Figure 7: Cat-walk gait analysis reveals extended therapeutic motor benefits throughout late-stage ASPA re-expression timepoints.

(A) Visualized gait pattern at one year of age (52 weeks); blue and purple indicate left hind and front leg and green and yellow indicate right hind and front leg, respectively. Gait analysis was performed at one year of age for each group (n=6-8 each) with five runs per mouse. (B) Regularity, (C) base support, (D) stride length of right and left front leg and (E) stride length of right and left hind leg at 26 weeks (6 months) for WT and Nur7 UT groups and at 52 weeks (12 months) for all groups. One-way ANOVA with Tukey’s multi-comparison correction, mean ±SD, ns = not significant, * p<0.0332; ** p<0.0021, *** p<0.0002, **** p<0.0001. (F) T-maze testing for spatial learning assessment at 10 weeks and 52 weeks of age. Nonparametric one-way ANOVA with Kruskal-Wallis multi-comparison test, mean ±SD, ns = not significant, * p<0.0332; ** p<0.0021, *** p<0.0002, **** p<0.0001.

Additionally, spatial memory testing was performed based on the finding that neuronal markers were improved in the hippocampus (Figure S3B), a region critical for memory function. All rAAVASPA injected groups, except for the Mat group, outperformed UT mice, even when comparing the one-year-old Adu group to 10-week-old UT mice (Figure 7F), suggesting recovery post-ASPA expression at a relatively late-stage of disease progression.

☆ ☆ ☆

▸ Questions:
a. Repeat, word for word, everything in the ASPA re-expression passage from "Additionally, spatial memory" down to "of disease progression.".
b. Carry on the ASPA re-expression passage, picking up after its last sentence.

☆ ☆ ☆

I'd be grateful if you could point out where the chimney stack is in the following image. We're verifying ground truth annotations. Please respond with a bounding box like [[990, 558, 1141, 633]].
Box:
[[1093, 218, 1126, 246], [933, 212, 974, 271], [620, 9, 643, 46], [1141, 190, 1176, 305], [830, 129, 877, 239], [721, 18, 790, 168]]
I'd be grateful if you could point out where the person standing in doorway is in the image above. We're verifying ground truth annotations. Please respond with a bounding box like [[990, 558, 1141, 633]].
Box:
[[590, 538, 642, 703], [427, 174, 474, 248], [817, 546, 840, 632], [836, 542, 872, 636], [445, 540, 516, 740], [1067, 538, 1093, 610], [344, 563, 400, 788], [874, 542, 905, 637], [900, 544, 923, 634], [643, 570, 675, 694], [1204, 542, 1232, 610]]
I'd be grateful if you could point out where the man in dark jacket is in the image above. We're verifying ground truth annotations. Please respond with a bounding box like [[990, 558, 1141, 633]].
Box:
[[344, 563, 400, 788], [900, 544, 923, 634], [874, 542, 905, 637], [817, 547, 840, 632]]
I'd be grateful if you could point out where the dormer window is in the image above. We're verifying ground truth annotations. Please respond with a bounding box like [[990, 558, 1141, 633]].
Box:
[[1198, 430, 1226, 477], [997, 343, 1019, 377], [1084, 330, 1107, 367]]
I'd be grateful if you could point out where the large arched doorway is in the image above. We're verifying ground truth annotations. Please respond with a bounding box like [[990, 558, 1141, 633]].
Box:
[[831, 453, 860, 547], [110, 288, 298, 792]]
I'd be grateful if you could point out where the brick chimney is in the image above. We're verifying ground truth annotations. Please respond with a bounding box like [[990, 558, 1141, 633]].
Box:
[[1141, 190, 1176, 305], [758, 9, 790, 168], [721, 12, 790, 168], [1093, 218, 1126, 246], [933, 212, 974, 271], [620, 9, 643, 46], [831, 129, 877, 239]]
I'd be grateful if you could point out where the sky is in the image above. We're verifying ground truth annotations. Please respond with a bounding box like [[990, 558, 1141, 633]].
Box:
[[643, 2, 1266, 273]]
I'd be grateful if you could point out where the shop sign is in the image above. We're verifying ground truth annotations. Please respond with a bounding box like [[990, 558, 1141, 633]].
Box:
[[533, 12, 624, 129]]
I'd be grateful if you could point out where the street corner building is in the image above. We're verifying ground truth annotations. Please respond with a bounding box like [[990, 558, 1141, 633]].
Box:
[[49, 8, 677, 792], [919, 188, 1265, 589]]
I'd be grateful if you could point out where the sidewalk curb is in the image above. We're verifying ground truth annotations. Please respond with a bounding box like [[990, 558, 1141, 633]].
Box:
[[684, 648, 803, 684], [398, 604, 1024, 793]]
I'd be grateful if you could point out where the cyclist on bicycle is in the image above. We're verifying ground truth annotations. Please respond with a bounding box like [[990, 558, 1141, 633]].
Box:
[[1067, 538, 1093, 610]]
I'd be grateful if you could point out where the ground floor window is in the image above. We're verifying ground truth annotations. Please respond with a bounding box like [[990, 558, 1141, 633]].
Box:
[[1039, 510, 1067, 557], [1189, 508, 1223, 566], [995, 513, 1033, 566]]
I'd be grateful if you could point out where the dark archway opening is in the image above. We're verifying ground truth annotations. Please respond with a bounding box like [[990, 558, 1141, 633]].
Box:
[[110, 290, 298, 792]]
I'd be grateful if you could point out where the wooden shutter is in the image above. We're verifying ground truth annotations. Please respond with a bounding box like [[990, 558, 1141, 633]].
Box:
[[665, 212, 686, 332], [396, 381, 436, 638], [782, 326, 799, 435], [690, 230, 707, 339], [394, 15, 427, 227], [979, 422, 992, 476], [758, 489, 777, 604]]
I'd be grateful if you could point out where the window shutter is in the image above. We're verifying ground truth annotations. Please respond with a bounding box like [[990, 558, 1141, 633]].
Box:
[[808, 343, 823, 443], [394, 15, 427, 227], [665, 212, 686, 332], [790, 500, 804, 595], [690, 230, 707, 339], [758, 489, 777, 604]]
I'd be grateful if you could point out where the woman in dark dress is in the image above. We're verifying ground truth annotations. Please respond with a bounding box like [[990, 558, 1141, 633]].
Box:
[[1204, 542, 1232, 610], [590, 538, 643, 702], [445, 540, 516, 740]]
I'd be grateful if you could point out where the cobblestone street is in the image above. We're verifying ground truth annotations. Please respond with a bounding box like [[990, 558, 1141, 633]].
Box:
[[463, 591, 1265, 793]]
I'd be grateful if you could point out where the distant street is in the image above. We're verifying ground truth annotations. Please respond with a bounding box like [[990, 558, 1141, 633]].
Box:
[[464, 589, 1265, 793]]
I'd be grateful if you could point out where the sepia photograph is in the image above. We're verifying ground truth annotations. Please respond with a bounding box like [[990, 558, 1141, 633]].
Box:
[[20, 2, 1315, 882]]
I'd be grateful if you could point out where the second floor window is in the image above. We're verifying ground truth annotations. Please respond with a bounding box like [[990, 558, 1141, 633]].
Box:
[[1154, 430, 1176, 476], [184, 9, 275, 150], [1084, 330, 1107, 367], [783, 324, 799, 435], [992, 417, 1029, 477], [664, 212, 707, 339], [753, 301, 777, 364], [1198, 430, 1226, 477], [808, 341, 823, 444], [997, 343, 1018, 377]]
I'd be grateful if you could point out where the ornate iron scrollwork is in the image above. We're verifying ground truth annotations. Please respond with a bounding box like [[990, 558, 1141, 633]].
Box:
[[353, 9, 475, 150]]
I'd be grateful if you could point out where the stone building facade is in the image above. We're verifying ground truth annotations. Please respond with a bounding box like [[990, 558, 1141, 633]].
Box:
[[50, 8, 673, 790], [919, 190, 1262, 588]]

☆ ☆ ☆

▸ Results by task:
a.
Additionally, spatial memory testing was performed based on the finding that neuronal markers were improved in the hippocampus (Figure S3B), a region critical for memory function. All rAAVASPA injected groups, except for the Mat group, outperformed UT mice, even when comparing the one-year-old Adu group to 10-week-old UT mice (Figure 7F), suggesting recovery post-ASPA expression at a relatively late-stage of disease progression.

b.
Discussion

In this study, in-situ profiling of CNS cellular lineage markers revealed a correlation between cell differentiation secondary to deficiency of functional Aspa and neurodegeneration, as reflected by increased neuronal and oligodendrocyte precursor cells (Figure 4 and Figure S3) and reduction of differentiated mature cells (Figure 4-5 and Figure S3A). This was paralleled by myelin loss and axonal degeneration, which was reversible to a pre-diseased state in an age-dependent manner post-functional ASPA expression.

Injuries to oligodendrocytes or neurons can compromise the function of one another (2, 27, 28). Correspondingly, neurons are affected in dysmyelinating disorders, including Canavan disease, which was previously reported in Aspa^−/− mouse brains (17, 18); osmotic injury or direct NAA toxicity secondary to NAA accumulation has been proposed; however, several studies have since contested this hypothesis (29-31). Progressive injury to mature neurons may explain why replacing ASPA at late-disease stages, as represented by adult and mature adult groups, resulted in less symptomatic recovery despite normalized NAA levels in the brain and urine (Figures 6 and 7). This is also supported by normalized motor function and myelination in the juvenile group, despite RbFox3⁺ mature neuronal numbers remaining below WT levels (Figure 5B). Extrapolating this finding to mice with more advanced neurodegeneration (adult and mature groups) suggests that RbFox3⁺ mature neurons might have been reduced to a greater extent in these groups than in juvenile mice before and after re-expression of ASPA, thus limiting their symptomatic recovery. Additionally, quantifying rAAV genome and ASPA mRNA levels ruled out gene delivery as the responsible factor for the limited response in adult and mature adult mice (Figure S4).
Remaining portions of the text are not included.